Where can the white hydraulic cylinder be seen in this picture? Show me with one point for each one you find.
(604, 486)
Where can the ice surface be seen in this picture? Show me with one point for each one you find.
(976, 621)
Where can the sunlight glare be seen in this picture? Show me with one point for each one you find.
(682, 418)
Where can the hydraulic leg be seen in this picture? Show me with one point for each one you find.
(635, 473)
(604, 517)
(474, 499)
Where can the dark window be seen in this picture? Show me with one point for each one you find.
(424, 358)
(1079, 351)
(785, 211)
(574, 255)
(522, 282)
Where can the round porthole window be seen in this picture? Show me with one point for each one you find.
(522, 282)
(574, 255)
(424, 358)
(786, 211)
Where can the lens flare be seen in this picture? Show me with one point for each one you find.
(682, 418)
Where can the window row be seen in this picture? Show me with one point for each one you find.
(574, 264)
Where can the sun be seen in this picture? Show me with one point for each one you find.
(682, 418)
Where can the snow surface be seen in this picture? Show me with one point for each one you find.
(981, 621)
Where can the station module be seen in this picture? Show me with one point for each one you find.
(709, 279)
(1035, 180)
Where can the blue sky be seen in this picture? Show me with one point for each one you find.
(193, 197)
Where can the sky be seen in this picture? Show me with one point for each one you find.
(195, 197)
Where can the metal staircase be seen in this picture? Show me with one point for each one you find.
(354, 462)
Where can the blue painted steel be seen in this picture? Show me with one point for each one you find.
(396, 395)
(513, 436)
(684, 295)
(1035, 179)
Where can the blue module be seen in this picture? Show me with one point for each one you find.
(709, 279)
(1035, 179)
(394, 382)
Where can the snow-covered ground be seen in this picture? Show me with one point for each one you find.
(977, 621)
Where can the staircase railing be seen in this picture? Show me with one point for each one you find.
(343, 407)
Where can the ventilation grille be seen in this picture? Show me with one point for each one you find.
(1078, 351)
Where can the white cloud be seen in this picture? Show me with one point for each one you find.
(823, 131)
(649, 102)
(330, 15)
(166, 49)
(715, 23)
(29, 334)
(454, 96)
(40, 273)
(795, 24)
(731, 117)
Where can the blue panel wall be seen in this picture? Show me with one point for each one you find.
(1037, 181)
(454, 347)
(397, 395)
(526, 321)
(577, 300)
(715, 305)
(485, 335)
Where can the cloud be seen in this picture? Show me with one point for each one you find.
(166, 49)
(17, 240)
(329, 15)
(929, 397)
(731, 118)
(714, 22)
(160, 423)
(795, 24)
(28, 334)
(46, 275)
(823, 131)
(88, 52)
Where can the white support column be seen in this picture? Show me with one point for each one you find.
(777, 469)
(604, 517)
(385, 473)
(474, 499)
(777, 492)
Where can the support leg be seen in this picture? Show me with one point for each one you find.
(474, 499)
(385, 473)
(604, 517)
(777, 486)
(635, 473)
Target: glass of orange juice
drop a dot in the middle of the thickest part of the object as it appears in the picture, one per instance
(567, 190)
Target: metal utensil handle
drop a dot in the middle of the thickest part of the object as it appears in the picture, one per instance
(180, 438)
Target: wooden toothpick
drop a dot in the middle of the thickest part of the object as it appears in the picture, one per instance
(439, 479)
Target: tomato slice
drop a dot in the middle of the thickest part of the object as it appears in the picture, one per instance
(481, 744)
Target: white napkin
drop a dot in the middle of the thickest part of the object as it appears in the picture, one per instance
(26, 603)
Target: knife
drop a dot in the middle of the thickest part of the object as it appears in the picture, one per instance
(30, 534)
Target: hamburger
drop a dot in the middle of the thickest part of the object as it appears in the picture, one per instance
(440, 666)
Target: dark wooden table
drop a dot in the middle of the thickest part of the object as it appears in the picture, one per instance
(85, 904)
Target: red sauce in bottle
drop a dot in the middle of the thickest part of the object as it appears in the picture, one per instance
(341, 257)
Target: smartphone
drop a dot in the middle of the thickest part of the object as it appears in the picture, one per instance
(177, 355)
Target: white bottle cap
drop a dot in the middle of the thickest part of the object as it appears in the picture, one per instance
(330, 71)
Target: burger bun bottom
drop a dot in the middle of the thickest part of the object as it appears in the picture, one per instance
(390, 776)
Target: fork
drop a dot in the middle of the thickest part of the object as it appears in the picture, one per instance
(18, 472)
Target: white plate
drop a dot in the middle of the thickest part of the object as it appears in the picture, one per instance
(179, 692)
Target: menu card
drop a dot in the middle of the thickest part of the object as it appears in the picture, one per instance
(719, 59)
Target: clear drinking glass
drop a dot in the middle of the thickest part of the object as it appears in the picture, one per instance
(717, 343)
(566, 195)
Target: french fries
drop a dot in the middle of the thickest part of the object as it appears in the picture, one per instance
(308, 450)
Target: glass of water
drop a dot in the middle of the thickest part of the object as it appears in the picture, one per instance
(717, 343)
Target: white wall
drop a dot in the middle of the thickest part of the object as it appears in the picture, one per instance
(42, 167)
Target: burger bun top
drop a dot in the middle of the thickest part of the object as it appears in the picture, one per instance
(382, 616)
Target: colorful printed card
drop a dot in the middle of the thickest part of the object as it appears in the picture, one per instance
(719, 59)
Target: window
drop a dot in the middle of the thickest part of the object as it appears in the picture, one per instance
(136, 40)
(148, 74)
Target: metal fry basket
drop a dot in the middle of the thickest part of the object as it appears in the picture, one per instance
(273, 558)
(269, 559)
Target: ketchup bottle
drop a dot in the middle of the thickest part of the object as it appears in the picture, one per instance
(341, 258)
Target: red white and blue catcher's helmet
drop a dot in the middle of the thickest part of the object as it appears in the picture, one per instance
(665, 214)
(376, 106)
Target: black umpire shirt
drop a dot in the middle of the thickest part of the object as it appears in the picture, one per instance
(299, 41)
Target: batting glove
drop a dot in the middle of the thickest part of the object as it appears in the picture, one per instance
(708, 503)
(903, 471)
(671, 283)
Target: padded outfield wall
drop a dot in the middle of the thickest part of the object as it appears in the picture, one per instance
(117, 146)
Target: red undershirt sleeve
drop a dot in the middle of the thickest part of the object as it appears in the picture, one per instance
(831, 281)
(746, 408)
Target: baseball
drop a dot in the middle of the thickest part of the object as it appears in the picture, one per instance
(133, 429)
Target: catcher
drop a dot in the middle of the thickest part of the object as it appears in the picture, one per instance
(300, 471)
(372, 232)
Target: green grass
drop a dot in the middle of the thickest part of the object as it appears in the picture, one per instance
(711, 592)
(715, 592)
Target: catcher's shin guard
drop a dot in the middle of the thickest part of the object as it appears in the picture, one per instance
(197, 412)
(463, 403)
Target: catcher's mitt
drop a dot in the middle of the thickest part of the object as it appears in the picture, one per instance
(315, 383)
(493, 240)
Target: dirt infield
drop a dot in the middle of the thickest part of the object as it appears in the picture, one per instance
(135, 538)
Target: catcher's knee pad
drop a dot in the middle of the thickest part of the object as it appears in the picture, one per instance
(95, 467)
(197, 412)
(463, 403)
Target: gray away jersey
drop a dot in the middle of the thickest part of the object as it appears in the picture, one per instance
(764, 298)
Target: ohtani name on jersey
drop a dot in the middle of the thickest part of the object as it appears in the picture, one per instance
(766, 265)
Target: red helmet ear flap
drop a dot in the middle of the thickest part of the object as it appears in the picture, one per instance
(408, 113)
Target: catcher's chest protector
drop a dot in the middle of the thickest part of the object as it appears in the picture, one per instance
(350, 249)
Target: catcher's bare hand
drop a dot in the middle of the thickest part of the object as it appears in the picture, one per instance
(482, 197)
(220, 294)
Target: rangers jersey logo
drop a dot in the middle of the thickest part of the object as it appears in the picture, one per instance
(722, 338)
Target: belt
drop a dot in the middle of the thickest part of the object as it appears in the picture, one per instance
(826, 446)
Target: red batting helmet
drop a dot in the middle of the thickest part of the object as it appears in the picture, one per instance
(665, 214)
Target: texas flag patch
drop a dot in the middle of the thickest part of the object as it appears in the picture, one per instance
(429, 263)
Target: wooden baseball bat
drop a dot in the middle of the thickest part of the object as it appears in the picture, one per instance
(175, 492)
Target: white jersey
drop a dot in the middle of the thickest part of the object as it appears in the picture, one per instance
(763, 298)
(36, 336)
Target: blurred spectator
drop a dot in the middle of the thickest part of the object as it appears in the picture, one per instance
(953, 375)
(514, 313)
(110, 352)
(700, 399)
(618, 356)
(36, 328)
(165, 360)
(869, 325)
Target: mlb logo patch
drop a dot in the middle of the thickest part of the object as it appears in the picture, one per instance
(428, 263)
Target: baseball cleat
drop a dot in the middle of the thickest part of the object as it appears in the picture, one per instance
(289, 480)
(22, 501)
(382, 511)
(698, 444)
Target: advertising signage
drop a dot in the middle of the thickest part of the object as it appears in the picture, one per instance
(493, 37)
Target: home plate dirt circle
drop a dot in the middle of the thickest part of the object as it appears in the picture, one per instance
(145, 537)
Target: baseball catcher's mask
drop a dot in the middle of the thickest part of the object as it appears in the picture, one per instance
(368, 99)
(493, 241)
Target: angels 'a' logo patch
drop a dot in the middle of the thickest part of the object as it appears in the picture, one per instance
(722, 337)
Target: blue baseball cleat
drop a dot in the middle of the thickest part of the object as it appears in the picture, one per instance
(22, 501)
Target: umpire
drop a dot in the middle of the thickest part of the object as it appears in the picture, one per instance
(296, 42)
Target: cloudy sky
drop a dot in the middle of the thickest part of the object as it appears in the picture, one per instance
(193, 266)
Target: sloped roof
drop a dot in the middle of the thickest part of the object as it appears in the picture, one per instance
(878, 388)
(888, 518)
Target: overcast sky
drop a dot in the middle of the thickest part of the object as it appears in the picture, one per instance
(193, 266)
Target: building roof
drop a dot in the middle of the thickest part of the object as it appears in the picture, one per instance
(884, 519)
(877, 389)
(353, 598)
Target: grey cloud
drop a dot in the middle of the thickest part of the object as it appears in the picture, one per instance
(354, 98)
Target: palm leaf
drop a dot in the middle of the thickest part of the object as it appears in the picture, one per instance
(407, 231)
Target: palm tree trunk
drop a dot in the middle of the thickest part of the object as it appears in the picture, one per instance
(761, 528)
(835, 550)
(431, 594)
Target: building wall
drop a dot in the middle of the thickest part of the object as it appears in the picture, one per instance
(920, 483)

*-*-*

Repeat, character for character, the lines from the one that holds "Target: mlb logo patch" to the final line of the material, inclusive, and no other lines.

Target: mlb logo patch
drop a dot in the middle of the thickest part of the object as it appears in the picture, one per instance
(428, 263)
Target: baseball cleat
drop a dot in the middle of the thickest part of the object as it appears in the picture, one per instance
(289, 480)
(22, 501)
(382, 511)
(698, 444)
Target: advertising signage
drop a dot in the middle of the thickest part of the object as it appears in the picture, one per instance
(493, 37)
Target: home plate dirt circle
drop a dot in the middle of the thickest part of the object as it appears in the picture, one per instance
(145, 537)
Target: baseball catcher's mask
drop a dot in the middle of the thickest part of the object as it appears in the picture, one per instance
(368, 99)
(493, 241)
Target: angels 'a' logo patch
drop a dot in the middle of the thickest part of the object as it appears in the picture, one per instance
(722, 337)
Target: blue baseball cleat
drop a dot in the middle of the thickest part of the object as it appears in the picture, one per instance
(22, 501)
Target: umpire
drop a dot in the middle of the thickest part of the object as it appears in the picture, one per instance
(296, 42)
Target: cloudy sky
drop a dot in the middle of the thickest part of the object as it appears in the picture, one per instance
(193, 266)
Target: sloped roof
drop a dot in the middle of the thickest part of the object as it appears in the picture, one per instance
(878, 388)
(888, 518)
Target: overcast sky
drop a dot in the middle of the thickest part of the object as it appears in the picture, one per instance
(193, 266)
Target: building roof
drop a dot in the middle of the thickest part of the object as it appears in the picture, one per instance
(884, 519)
(877, 389)
(353, 598)
Target: grey cloud
drop a dot in the middle of the thickest part of the object as it appears in the picture, one per instance
(354, 98)
Target: palm leaf
drop a dot in the middle of the thickest part of the object as it appears in the picture, one per instance
(407, 231)
Target: palm tree trunk
drop a dot in the middle of the thickest part of the object as it appears in the picture, one per instance
(761, 528)
(835, 550)
(431, 594)
Target: building wall
drop a dot in the middle of the thickest part of the object as it appears in the picture, one per instance
(920, 483)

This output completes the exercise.